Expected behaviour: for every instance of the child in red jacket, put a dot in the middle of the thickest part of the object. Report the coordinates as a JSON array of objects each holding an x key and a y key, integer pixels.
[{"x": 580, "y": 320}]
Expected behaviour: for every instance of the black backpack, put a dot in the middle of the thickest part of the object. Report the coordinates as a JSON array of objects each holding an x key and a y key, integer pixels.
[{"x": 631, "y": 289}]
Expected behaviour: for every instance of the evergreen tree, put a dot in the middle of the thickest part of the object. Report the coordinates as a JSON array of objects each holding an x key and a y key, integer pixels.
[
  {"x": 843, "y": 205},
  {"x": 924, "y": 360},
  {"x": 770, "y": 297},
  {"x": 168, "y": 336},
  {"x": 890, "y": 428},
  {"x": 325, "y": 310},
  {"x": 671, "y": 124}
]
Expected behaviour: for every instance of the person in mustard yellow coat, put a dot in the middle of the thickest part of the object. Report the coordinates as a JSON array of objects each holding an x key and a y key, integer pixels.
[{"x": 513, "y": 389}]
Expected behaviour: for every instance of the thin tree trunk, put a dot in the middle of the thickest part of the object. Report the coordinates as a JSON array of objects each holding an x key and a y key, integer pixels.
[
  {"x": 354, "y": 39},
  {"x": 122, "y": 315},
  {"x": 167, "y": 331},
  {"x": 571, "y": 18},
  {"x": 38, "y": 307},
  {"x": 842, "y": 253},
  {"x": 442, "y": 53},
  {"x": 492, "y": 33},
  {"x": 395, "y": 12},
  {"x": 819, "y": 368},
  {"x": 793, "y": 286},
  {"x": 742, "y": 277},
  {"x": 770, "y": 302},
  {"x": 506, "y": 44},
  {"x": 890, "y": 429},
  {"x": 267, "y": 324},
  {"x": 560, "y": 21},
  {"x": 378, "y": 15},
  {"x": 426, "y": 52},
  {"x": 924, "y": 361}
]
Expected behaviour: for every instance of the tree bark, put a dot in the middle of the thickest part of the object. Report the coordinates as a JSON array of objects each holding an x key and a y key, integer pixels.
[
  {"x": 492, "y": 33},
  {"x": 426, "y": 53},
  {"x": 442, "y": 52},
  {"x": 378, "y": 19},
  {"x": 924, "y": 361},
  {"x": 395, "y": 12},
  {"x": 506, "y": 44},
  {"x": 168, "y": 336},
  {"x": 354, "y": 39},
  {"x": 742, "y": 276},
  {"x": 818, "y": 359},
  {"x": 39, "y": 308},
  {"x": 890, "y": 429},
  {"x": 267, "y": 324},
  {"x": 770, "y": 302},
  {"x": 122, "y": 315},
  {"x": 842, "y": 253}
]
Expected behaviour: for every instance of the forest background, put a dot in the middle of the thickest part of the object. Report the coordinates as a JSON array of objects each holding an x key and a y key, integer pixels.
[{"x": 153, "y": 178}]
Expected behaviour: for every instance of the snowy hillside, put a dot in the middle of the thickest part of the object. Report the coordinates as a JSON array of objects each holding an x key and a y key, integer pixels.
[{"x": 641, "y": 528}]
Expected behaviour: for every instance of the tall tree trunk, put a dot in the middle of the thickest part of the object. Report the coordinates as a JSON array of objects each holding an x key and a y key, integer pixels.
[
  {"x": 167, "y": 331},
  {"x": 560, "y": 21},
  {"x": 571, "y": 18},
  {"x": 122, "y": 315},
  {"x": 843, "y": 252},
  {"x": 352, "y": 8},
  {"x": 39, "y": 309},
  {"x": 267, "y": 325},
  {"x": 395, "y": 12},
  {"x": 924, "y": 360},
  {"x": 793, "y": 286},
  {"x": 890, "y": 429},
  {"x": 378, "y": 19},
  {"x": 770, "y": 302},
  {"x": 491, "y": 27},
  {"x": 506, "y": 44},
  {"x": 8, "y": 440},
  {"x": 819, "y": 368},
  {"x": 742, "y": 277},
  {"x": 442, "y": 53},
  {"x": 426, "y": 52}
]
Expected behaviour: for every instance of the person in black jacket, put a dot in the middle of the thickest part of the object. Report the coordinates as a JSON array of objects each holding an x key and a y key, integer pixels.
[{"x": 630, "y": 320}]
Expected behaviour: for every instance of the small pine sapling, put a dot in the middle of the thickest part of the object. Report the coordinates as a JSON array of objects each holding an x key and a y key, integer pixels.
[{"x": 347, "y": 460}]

******************************

# TASK OBJECTIVE
Copy out all of the lines above word for word, changing nothing.

# EXERCISE RESPONSE
Expected behaviour: for every instance of the child in red jacket, put a dot in the middle of the thickest part of the object. Report the coordinates as a JSON array of objects each holding an x key and a y key, integer pixels.
[{"x": 580, "y": 320}]
Expected behaviour: for every instance of the black backpack, put a dot in the middle of the thickest part of the object. Report the coordinates as a JSON array of objects each holding an x key and a y key, integer pixels.
[{"x": 631, "y": 289}]
Expected behaviour: for every instance of the evergreen tree, put a dot in the middle of the thickest part of the object. Report the coordinates as a JSON array of objects each holding an x key and a y key, integer pixels.
[
  {"x": 843, "y": 205},
  {"x": 924, "y": 360},
  {"x": 770, "y": 297},
  {"x": 168, "y": 336},
  {"x": 890, "y": 428},
  {"x": 325, "y": 310},
  {"x": 671, "y": 124}
]
Expected behaviour: for every instance of the person in mustard yellow coat, put a dot in the middle of the thickest part of the object. Report the coordinates as a JSON array of objects each holding an x key and a y key, integer pixels.
[{"x": 513, "y": 389}]
Expected behaviour: for every instance of the thin tree trunk, put a dot in the middle of the thickest part of the object. Report the coordinates as a JSON array of objects each holding an x key and a y key, integer pixels.
[
  {"x": 354, "y": 39},
  {"x": 122, "y": 315},
  {"x": 167, "y": 331},
  {"x": 571, "y": 18},
  {"x": 38, "y": 307},
  {"x": 842, "y": 253},
  {"x": 442, "y": 53},
  {"x": 492, "y": 33},
  {"x": 395, "y": 12},
  {"x": 819, "y": 368},
  {"x": 793, "y": 286},
  {"x": 742, "y": 277},
  {"x": 770, "y": 302},
  {"x": 506, "y": 44},
  {"x": 890, "y": 429},
  {"x": 267, "y": 324},
  {"x": 560, "y": 21},
  {"x": 378, "y": 15},
  {"x": 426, "y": 52},
  {"x": 924, "y": 361}
]
Expected behaviour: for every instance of the tree bark, put a dot in the middle of the thickest part of the object. Report the coordinates as a JSON array of objects each holding an x key and a y key, integer pixels.
[
  {"x": 492, "y": 33},
  {"x": 426, "y": 53},
  {"x": 442, "y": 52},
  {"x": 378, "y": 19},
  {"x": 924, "y": 361},
  {"x": 395, "y": 12},
  {"x": 506, "y": 44},
  {"x": 168, "y": 336},
  {"x": 354, "y": 39},
  {"x": 742, "y": 276},
  {"x": 818, "y": 359},
  {"x": 39, "y": 308},
  {"x": 890, "y": 429},
  {"x": 267, "y": 324},
  {"x": 770, "y": 302},
  {"x": 122, "y": 315},
  {"x": 842, "y": 253}
]
Expected behaviour: for every instance of the forest background, put a dot in the middle of the thickest part of the object. Report the coordinates as a JSON array of objects each holding an x key and a y key, integer pixels.
[{"x": 153, "y": 178}]
Expected behaviour: for every instance of the snowy hillside, put a dot in the middle of the thickest part of the object. Report the coordinates as a JSON array of objects each holding an x key and a y key, integer pixels.
[{"x": 641, "y": 528}]
Expected behaviour: for every instance of the tall tree trunk, put a dot in the middle of the thickest part of the object. Report the coordinates as a JSON array of objects each holding an x key and a y key, integer pixels.
[
  {"x": 167, "y": 331},
  {"x": 560, "y": 21},
  {"x": 571, "y": 18},
  {"x": 122, "y": 315},
  {"x": 843, "y": 252},
  {"x": 352, "y": 8},
  {"x": 39, "y": 309},
  {"x": 267, "y": 325},
  {"x": 395, "y": 12},
  {"x": 924, "y": 360},
  {"x": 793, "y": 286},
  {"x": 890, "y": 429},
  {"x": 378, "y": 19},
  {"x": 770, "y": 302},
  {"x": 491, "y": 27},
  {"x": 506, "y": 44},
  {"x": 8, "y": 440},
  {"x": 819, "y": 368},
  {"x": 742, "y": 277},
  {"x": 442, "y": 53},
  {"x": 426, "y": 52}
]
Expected behaviour: for every instance of the person in black jacket, put a dot in the middle of the thickest part of the object. Report the coordinates as a JSON array of objects each holding an x key and a y key, integer pixels.
[{"x": 630, "y": 320}]
Expected behaviour: for every instance of the small pine sapling, put a dot in the middle of the thickest part of the object. Report the coordinates as a JSON array of objects each holding an x key and a y key, integer pixels.
[{"x": 347, "y": 460}]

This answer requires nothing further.